→ **Task directions**: Write the data out again in full, with no departure from the original.

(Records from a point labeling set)
◇ ◇ ◇ ◇
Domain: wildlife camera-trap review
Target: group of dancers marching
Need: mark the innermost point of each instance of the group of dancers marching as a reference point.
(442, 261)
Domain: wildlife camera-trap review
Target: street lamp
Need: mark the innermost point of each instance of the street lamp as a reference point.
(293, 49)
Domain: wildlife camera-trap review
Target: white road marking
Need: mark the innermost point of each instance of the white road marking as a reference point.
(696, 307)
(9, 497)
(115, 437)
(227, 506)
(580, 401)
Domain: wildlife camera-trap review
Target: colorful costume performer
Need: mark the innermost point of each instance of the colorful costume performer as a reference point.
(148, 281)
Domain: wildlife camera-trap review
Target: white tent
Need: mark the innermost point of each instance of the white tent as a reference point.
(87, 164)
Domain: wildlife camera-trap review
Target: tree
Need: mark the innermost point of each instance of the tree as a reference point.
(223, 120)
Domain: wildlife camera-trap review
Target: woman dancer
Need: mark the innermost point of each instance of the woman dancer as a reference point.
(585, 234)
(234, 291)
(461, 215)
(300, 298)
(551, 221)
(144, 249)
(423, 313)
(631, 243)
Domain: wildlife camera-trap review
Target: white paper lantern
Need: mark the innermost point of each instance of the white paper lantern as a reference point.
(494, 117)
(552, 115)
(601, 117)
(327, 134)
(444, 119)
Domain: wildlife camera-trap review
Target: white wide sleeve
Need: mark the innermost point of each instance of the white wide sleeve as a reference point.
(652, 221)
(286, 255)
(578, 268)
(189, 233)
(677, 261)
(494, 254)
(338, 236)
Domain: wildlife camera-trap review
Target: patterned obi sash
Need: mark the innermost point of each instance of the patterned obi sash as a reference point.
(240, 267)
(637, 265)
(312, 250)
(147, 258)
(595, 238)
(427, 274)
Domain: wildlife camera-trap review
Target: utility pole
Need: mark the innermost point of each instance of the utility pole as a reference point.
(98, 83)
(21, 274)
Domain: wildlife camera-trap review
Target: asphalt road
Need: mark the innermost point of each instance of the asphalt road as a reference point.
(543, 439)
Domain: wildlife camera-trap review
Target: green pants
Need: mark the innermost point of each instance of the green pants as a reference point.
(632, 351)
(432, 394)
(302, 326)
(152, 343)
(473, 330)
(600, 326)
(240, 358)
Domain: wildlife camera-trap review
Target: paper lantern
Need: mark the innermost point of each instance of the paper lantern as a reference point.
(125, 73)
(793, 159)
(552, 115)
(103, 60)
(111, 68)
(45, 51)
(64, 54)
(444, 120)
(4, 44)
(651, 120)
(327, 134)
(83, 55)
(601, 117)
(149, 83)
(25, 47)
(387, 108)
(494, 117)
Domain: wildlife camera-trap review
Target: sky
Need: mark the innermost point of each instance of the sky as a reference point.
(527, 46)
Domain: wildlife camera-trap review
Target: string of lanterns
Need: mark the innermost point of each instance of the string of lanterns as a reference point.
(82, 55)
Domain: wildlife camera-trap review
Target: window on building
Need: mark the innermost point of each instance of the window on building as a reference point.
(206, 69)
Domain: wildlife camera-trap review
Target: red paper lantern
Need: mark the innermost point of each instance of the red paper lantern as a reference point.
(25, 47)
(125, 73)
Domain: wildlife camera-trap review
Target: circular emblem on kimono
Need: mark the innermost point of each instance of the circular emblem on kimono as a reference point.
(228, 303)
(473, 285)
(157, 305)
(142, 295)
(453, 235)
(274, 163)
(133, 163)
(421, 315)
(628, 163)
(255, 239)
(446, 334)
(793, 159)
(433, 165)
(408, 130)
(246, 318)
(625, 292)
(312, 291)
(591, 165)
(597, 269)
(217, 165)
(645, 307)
◇ ◇ ◇ ◇
→ **Response to the exercise**:
Domain: wildlife camera-trap review
Target: group of dancers marching
Need: mark the innermost point of each instance of the group of dancers marching as a reference point.
(442, 261)
Domain: wildlife camera-trap review
Target: street lamp
Need: mark the innermost point of each instance of the street lamp as a reference point.
(293, 49)
Domain: wildlife camera-trap review
Target: white road marking
Need: mark the innermost point of each instance of the white road marking as a reference point.
(696, 307)
(9, 497)
(115, 437)
(227, 506)
(580, 401)
Domain: wildlife camera-trap review
Target: colorful costume performer
Need: mark the innermost point of each instance of the colorful costume performer as a reference point.
(148, 281)
Domain: wildlife camera-trap review
Target: white tent
Need: mark the innermost point of each instance of the white tent as a reference point.
(87, 164)
Domain: wildlife camera-trap review
Target: tree
Need: mark the innermost point of each instance of the tree as a reference point.
(223, 120)
Domain: wildlife camera-trap review
Target: woman dancer
Need: mark the innermost point of each instance of the woman dancer as a reference point.
(585, 234)
(234, 291)
(461, 215)
(300, 298)
(551, 221)
(144, 249)
(423, 313)
(631, 243)
Domain: wildlife camera-trap review
Target: white paper lantern
Need: mark the innermost point of each instance of the white paper lantern as a reference point.
(494, 117)
(552, 115)
(601, 117)
(327, 134)
(444, 119)
Domain: wildlife camera-trap review
Target: white wide sleeve
Need: mark the innermost point of each instance of the white wide sleeve as a reference point.
(652, 221)
(286, 255)
(578, 268)
(189, 233)
(677, 261)
(494, 254)
(338, 236)
Domain: wildlife camera-trap review
Target: patterned obi sash
Need: mark the innermost point of each instance of the patterned obi sash as a reference point.
(240, 267)
(637, 265)
(312, 250)
(147, 258)
(595, 238)
(427, 274)
Domain: wildlife camera-trap review
Target: utility pole
Need: mark the innermost point of each instance of the utility pole as a reference point.
(98, 83)
(21, 274)
Domain: wildlife camera-trap review
Target: asphalt road
Need: mark the innermost point of each instance of the asphalt road as a reference point.
(543, 439)
Domain: wildlife camera-trap review
Target: green pants
Need: mark the innermost point of each instance of the green pants as a reference point.
(632, 351)
(432, 394)
(302, 326)
(152, 343)
(473, 330)
(600, 326)
(240, 358)
Domain: wildlife camera-trap review
Target: paper lantern
Need: mark the innermost point of each instance of the paper lantern as a reference point.
(125, 73)
(793, 159)
(552, 115)
(103, 60)
(111, 68)
(45, 51)
(64, 54)
(444, 120)
(4, 44)
(651, 120)
(327, 134)
(83, 55)
(601, 117)
(149, 83)
(25, 47)
(387, 108)
(494, 117)
Domain: wildlife camera-trap review
Target: sky
Need: mark the innermost point of each instance of the sky as a reference point.
(527, 46)
Domain: wildlife camera-trap review
Target: string of lanterns
Need: mark the innermost point of each instance of the string of lanterns as a reference point.
(82, 55)
Domain: wildlife camera-trap review
Target: window on building
Need: mark the innermost point of each instance of the window on building as a reference point.
(206, 69)
Domain: wildlife camera-trap review
Target: red paper lantern
Need: mark the innermost point of each instance of the red paper lantern as a reference point.
(25, 47)
(125, 73)
Domain: wildlife camera-trap review
Target: circular emblem on kimono
Need: mark the innermost point of each instance of the circular emblem on kimono as a reference point.
(228, 303)
(473, 285)
(157, 305)
(142, 295)
(453, 235)
(274, 163)
(133, 163)
(421, 315)
(628, 163)
(255, 239)
(446, 334)
(793, 159)
(433, 165)
(408, 130)
(246, 318)
(625, 292)
(312, 291)
(591, 165)
(597, 269)
(217, 165)
(645, 307)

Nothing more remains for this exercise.